** START OF Material to process **

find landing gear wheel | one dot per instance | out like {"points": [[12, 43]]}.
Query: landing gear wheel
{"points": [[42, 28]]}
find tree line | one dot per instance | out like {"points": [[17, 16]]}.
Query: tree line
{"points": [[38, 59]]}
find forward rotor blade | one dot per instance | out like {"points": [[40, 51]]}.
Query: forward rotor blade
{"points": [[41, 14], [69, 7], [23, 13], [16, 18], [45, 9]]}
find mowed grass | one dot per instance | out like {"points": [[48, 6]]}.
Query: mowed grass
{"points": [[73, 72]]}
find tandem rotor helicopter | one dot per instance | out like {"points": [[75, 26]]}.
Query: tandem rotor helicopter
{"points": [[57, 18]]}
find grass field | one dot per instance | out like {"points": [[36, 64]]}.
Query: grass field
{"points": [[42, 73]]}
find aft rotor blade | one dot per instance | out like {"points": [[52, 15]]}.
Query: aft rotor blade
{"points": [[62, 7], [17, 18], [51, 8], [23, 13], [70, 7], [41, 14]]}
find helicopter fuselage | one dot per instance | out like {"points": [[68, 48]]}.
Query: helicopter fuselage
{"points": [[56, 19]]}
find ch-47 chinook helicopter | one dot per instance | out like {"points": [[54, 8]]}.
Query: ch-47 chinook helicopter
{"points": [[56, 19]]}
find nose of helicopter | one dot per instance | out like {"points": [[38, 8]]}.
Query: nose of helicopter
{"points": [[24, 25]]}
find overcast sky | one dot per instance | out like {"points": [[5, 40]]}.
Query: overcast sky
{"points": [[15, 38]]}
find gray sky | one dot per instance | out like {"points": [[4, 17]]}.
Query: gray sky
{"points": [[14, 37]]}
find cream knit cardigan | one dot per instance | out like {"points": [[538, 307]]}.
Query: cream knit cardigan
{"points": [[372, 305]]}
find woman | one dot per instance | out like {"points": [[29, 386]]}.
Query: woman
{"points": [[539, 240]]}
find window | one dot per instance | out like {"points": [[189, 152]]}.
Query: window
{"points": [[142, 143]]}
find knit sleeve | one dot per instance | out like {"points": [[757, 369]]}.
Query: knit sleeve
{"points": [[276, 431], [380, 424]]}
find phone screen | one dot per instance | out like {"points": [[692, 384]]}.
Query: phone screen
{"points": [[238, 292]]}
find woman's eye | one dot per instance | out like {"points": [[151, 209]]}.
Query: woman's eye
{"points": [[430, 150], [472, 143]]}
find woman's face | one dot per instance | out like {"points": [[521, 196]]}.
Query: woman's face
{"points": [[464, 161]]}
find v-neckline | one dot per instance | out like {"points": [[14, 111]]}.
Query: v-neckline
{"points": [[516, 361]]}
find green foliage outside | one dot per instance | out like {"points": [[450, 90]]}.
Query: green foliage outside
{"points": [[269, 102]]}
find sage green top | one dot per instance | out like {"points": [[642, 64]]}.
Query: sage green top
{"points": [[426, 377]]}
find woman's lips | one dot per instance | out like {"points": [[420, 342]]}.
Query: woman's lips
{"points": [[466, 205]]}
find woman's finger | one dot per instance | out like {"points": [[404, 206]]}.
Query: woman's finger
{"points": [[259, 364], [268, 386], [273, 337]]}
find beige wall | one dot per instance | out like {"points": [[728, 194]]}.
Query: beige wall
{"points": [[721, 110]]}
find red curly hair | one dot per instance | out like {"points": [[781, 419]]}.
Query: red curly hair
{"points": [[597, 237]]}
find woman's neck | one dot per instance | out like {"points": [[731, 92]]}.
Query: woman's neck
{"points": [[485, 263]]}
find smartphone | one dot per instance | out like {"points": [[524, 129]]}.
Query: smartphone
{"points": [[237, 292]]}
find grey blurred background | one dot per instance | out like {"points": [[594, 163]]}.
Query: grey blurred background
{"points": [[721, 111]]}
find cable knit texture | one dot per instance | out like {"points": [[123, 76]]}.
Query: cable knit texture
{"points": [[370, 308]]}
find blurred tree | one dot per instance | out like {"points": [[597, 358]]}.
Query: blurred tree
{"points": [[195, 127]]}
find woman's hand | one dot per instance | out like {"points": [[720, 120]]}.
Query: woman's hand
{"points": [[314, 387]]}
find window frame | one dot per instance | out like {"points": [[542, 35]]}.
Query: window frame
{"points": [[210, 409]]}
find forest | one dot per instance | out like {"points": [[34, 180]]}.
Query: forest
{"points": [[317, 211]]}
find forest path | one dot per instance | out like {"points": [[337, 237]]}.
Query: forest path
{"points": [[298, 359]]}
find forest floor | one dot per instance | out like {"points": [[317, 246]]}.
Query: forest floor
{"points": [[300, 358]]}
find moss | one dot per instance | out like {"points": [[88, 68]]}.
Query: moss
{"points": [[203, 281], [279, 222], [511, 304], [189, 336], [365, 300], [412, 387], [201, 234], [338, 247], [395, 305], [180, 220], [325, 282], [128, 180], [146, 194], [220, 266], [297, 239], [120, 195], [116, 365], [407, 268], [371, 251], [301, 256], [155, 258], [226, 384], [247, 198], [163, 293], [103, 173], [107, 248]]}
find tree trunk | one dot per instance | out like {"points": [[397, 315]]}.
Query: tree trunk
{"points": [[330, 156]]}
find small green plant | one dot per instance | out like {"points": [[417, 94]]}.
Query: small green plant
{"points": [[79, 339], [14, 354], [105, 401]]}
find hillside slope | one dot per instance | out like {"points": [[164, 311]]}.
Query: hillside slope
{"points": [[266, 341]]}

** END OF Material to process **

### Job
Update the listing above by changing every "one dot per instance" to "one point per instance". Keep everything else the same.

### Output
find landing gear wheel | one point per instance | out like {"points": [[12, 43]]}.
Query: landing gear wheel
{"points": [[42, 28]]}
find tree line | one point per instance | out like {"points": [[17, 16]]}.
Query: tree line
{"points": [[38, 59]]}
find forward rotor blade | one point per instance | out like {"points": [[40, 51]]}.
Query: forward rotor blade
{"points": [[41, 14], [69, 7], [23, 13], [16, 18], [45, 9]]}
find mowed grass | one point per instance | out like {"points": [[48, 6]]}.
Query: mowed grass
{"points": [[73, 72]]}
find tandem rotor helicopter | one point per instance | out like {"points": [[75, 26]]}.
Query: tandem rotor helicopter
{"points": [[57, 18]]}
find grass field | one point per instance | out like {"points": [[36, 64]]}.
Query: grass field
{"points": [[42, 73]]}
find aft rotor blade | one point per instance | out like {"points": [[52, 15]]}.
Query: aft rotor blade
{"points": [[62, 7], [17, 18], [51, 8], [23, 13], [70, 7], [41, 14]]}
find helicopter fuselage | one point per instance | out like {"points": [[68, 48]]}.
Query: helicopter fuselage
{"points": [[56, 19]]}
find ch-47 chinook helicopter | one point per instance | out like {"points": [[54, 8]]}.
Query: ch-47 chinook helicopter
{"points": [[56, 19]]}
find nose of helicopter | one point per instance | out like {"points": [[38, 8]]}.
Query: nose of helicopter
{"points": [[24, 25]]}
find overcast sky | one point per instance | out like {"points": [[5, 40]]}.
Query: overcast sky
{"points": [[15, 38]]}
find gray sky | one point per instance | out like {"points": [[4, 17]]}.
Query: gray sky
{"points": [[14, 37]]}
find cream knit cardigan | one point per instance | out like {"points": [[538, 307]]}.
Query: cream knit cardigan
{"points": [[372, 305]]}
find woman | one point per instance | out like {"points": [[29, 386]]}.
Query: woman
{"points": [[539, 240]]}
find window | one point per instance | out like {"points": [[189, 152]]}.
Query: window
{"points": [[142, 143]]}
find knit sleeve | one point per instance | out like {"points": [[757, 369]]}.
Query: knit sleeve
{"points": [[276, 431], [380, 424]]}
find phone screen | one point per instance | out like {"points": [[692, 384]]}.
Query: phone screen
{"points": [[238, 292]]}
find woman's eye | one point per instance | out like {"points": [[151, 209]]}.
Query: woman's eye
{"points": [[430, 150], [472, 143]]}
find woman's face | one point per instance | out like {"points": [[521, 196]]}.
Query: woman's face
{"points": [[464, 161]]}
find v-neckline | one point per instance | out like {"points": [[14, 111]]}.
Query: v-neckline
{"points": [[516, 361]]}
find green foliage outside | one point per instance | out like {"points": [[450, 90]]}.
Query: green foliage outside
{"points": [[269, 102]]}
find sage green top | one point per instance | out like {"points": [[642, 64]]}.
Query: sage green top
{"points": [[426, 377]]}
find woman's lips | one point per instance | out like {"points": [[420, 342]]}.
Query: woman's lips
{"points": [[466, 205]]}
find woman's finger | one point per instance | out like {"points": [[404, 206]]}.
Query: woman's finger
{"points": [[259, 364], [268, 386], [273, 337]]}
find beige wall | one point per instance | out like {"points": [[728, 194]]}.
Query: beige wall
{"points": [[721, 110]]}
find red curly hair | one point per instance | out like {"points": [[781, 419]]}.
Query: red curly hair
{"points": [[597, 237]]}
find woman's neck | one point per instance | out like {"points": [[731, 92]]}.
Query: woman's neck
{"points": [[485, 263]]}
find smartphone | one point per instance | out like {"points": [[524, 129]]}.
Query: smartphone
{"points": [[237, 292]]}
find grey blurred background | one point per instance | out like {"points": [[594, 163]]}.
Query: grey blurred background
{"points": [[721, 111]]}
find cable knit texture | one point per instance | out like {"points": [[123, 76]]}.
Query: cable knit texture
{"points": [[370, 308]]}
find blurred tree | one point per instance | out like {"points": [[597, 358]]}.
Query: blurred tree
{"points": [[195, 127]]}
find woman's hand | one point per instance | out like {"points": [[720, 120]]}.
Query: woman's hand
{"points": [[314, 387]]}
find window frame | one point per instance | out like {"points": [[542, 35]]}.
Query: window frame
{"points": [[210, 409]]}
find forest | one point per instance | out like {"points": [[34, 180]]}.
Query: forest
{"points": [[317, 211]]}
find forest path | one point per instance | out like {"points": [[337, 237]]}.
Query: forest path
{"points": [[298, 359]]}
find forest floor | one point per instance | out like {"points": [[317, 246]]}.
Query: forest floor
{"points": [[300, 358]]}
find moss | one point per instance | out like {"points": [[88, 68]]}.
Query: moss
{"points": [[203, 281], [279, 222], [511, 304], [189, 336], [365, 300], [412, 387], [201, 234], [338, 247], [395, 305], [180, 220], [325, 282], [128, 180], [146, 194], [220, 266], [297, 239], [120, 195], [116, 365], [407, 268], [371, 251], [301, 256], [155, 258], [226, 384], [247, 198], [163, 293], [103, 173], [107, 248]]}
find tree trunk | one point per instance | out like {"points": [[397, 315]]}.
Query: tree trunk
{"points": [[330, 156]]}
find small green plant | one point per instance | out like {"points": [[417, 94]]}.
Query: small green plant
{"points": [[79, 339], [14, 354], [105, 401]]}
find hillside slope | one point per instance | out like {"points": [[164, 311]]}.
Query: hillside slope
{"points": [[266, 341]]}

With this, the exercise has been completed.